- PROBLEM STATEMENT: Rewrite the paragraph beginning "We tell this one to our athletes" in the article on endurance and injuries below as a short bulleted list that keeps its main points.

Endurance and Injuries

S.E.S. , in that order.
We have been preaching this mnemonic for a decade now here at TGG. Skill first, then endurance, then strength. In other words, first move correctly/well, then move often (build a robust amount of endurance on that skill that you can maintain it throughout your activity without losing the skilled movement without fatiguing), then add strength to this patterned movement. Then rinse and repeat; add a higher skill, add endurance, add strength. Rinse repeat.
We tell this one to our athletes, distance runners in particular, because it is no surprise that most injuries come in the later miles, when fatigue sets in, and compensations have to make up the difference if the run continues. This is necessary and protective, but the wise choice is to never exceed the fatigue, but always be inching the endurance forward.

- LISTED RECORDS:
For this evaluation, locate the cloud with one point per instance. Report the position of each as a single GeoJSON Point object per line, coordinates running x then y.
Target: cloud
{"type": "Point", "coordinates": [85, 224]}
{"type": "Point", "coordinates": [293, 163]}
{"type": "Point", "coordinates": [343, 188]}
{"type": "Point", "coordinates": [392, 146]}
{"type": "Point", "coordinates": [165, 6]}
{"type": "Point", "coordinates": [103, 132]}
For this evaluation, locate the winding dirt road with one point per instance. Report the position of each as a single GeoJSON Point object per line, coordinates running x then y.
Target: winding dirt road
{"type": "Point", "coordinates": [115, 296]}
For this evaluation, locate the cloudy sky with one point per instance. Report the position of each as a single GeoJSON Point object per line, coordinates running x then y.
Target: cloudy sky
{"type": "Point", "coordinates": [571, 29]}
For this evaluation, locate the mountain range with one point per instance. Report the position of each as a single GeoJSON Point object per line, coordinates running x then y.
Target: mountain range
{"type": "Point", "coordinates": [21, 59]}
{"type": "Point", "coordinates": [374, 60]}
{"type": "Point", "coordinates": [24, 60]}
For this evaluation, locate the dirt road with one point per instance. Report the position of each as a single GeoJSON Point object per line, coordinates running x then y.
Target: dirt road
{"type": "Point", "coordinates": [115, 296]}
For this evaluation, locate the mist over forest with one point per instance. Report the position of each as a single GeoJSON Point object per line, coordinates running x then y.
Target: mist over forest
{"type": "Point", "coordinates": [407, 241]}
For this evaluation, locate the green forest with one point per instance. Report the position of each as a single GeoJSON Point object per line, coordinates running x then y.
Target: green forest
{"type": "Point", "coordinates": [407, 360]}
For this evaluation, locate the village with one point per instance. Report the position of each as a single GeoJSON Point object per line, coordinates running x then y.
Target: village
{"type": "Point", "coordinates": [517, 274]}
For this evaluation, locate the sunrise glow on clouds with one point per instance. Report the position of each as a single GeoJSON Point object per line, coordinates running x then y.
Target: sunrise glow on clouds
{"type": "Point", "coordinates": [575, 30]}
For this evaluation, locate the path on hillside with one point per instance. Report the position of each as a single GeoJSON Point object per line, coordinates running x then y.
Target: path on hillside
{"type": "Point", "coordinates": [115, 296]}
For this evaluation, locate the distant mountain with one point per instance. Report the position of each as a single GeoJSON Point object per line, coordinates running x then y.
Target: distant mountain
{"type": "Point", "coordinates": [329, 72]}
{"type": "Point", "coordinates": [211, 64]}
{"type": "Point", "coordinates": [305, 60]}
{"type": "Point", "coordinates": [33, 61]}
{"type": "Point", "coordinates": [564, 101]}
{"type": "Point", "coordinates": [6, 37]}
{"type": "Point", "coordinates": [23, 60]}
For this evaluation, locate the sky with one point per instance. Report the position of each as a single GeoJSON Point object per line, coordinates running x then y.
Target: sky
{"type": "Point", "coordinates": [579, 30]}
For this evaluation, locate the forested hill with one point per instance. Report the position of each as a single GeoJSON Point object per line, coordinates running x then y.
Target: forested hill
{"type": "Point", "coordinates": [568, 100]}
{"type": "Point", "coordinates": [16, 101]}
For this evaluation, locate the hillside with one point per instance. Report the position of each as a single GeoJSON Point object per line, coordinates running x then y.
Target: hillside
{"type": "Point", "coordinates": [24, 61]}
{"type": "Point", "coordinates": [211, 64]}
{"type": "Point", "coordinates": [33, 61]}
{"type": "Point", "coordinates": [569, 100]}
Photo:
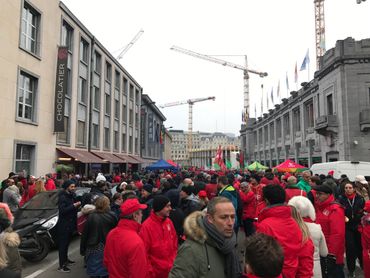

- SOLUTION FOR THIS TASK:
- The mnemonic is given to athletes, especially distance runners.
- Most injuries come in the later miles, once fatigue sets in.
- If the run continues, compensations have to make up the difference. This is necessary and protective.
- The wise choice is never to exceed the fatigue while always inching endurance forward.